• Your instructions:
Output the records exactly, every one of them.

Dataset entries
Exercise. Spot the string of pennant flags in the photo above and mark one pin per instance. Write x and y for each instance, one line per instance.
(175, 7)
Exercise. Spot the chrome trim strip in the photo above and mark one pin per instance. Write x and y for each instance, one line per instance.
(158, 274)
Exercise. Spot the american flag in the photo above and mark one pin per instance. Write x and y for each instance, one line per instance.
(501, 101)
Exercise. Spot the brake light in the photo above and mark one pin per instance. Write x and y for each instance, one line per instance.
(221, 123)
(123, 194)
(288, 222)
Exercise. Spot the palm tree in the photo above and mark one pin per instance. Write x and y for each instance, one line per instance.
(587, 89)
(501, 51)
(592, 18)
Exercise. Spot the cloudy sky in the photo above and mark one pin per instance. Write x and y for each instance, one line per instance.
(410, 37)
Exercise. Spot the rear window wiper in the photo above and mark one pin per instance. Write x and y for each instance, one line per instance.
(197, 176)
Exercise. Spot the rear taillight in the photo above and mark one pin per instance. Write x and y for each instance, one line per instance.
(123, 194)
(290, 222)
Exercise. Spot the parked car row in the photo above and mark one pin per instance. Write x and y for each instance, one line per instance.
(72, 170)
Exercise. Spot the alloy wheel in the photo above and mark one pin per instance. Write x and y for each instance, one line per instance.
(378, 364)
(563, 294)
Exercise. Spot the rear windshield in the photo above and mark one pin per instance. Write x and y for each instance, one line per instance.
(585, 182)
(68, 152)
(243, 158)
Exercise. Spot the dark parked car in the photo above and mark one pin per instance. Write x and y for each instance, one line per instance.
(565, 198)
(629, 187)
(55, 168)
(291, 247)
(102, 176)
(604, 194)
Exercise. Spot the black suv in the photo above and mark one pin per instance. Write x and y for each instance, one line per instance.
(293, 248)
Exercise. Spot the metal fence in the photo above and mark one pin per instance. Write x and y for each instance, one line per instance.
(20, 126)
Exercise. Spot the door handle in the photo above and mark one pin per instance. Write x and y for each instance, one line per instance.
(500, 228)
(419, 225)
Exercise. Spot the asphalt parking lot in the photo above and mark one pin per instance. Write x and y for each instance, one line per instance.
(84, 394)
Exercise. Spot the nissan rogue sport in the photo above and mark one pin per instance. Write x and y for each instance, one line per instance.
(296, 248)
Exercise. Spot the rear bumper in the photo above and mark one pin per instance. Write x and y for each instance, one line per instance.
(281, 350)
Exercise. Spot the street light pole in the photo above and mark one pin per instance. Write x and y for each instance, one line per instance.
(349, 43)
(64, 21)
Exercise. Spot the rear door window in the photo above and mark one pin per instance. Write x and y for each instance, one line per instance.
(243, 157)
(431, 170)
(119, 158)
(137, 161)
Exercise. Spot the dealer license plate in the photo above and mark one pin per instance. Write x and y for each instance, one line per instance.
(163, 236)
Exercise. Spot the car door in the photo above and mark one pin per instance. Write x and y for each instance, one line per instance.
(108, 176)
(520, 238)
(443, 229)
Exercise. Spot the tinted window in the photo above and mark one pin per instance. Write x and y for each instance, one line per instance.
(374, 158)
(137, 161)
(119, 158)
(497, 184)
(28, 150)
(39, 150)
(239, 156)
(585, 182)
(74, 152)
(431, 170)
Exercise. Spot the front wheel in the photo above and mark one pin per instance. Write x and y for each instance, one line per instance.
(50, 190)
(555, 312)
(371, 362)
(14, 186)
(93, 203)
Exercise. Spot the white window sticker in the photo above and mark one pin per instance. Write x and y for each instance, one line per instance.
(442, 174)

• Final answer:
Exercise. Spot the string of pennant flags in the photo above and mark one pin per instance. Write x and y for each instance, one line per instance.
(175, 7)
Exercise. Spot the chrome trim strip in the photo above and mark one pin per instance. Write x and y for each instance, one line per instance.
(158, 274)
Exercise. Spot the american flag in the photo above and mark one pin per instance. Write x and y for each instance, one line per instance.
(501, 101)
Exercise. Spot the brake light in the photo above and mark one pin per instance. Write x and y for each instance, one line per instance.
(221, 123)
(123, 194)
(288, 222)
Exercise. Spot the palm tree in the photo above and mark one pin per instance. Write x and y for each instance, one line per instance.
(587, 89)
(501, 51)
(592, 18)
Exercise. Spot the cloudy sky in the photo above and mark one pin per instance. Write x and y for each instance, one line per instance.
(410, 37)
Exercise. Spot the rear window wiper in the photo above and mark one pin per instance. Write x and y for each instance, one line per instance.
(197, 176)
Exercise. Spot the rear taillight in the photo above and mark one pin per instance. Write x and y for each instance, one line per instance.
(123, 194)
(290, 222)
Exercise. Spot the parked car row in the photo above and mark one pin per instance. Write x and y for each instance, one line per instance.
(72, 170)
Exercise. Spot the alloy wheel in the photo above and mark one pin per instance. Write x and y for each instance, one line per instance.
(378, 364)
(563, 294)
Exercise. Spot the rear windshield in the photo above and mark one pin per instance. Write x and y for each instance, one line per instance.
(585, 182)
(68, 152)
(243, 158)
Exercise. Spot the dark parked car in the photo above and mark one pin per instance. Write x and y for each instance, one line per instance.
(565, 198)
(629, 187)
(55, 168)
(291, 247)
(102, 176)
(604, 194)
Exercise. Spot the black suv in the photo above and mark one pin per instance. Write x and y for each instance, one line per instance.
(293, 248)
Exercise. Spot the metal fence in the photo above and mark one pin per instance. Write x and y for each instance, one line per instance.
(20, 126)
Exercise. Spot the door handle in the photo above and mark one pin per instance. Write x and y for each instance, one line per instance.
(500, 228)
(419, 225)
Exercise. Spot the asphalt parking lot in the photo above and mark one pin per instance. Write x and y for each instance, one line per instance.
(84, 394)
Exercise. Spot the nissan rogue sport in the photo above and mark one pin per instance. Write x and y for each instance, one line per instance.
(296, 248)
Exercise. Spot the rear bumper in the photo above and mark one pin per instance. Write x and y for each instance, one line per instance.
(281, 350)
Exercise. Spot the street light pole in the photo above and mark one pin per instance. Write x and y for each instance, one line per instance.
(349, 43)
(64, 21)
Exercise. Spot the rear door window in the photo above and mark one pin per instance. Write x and y for each instance, one line per instance.
(243, 157)
(431, 170)
(119, 158)
(137, 161)
Exercise. Spot the dealer license plate in the photo above and mark one pin per instance. Write x and y for each instance, one line per instance.
(163, 236)
Exercise. Spot the car door in the photo above and mark one pin per instance. Write x and y for each instance, one line per instance.
(108, 176)
(520, 238)
(443, 229)
Exercise. Spot the tinted window in the photo above and mark one pin per instance. Write x and y for each instance, one line per instance.
(374, 158)
(137, 161)
(119, 158)
(497, 184)
(28, 150)
(39, 150)
(239, 156)
(585, 182)
(74, 152)
(431, 170)
Exercise. Spot the front wheel in the photo above and mark one pin per instance. Write x and y for each instance, one line per instance.
(50, 190)
(555, 312)
(371, 362)
(14, 186)
(93, 203)
Exercise. Spot the white window sticker in the photo above and mark one pin per instance. Write x and y for each instance, one line per instance.
(442, 174)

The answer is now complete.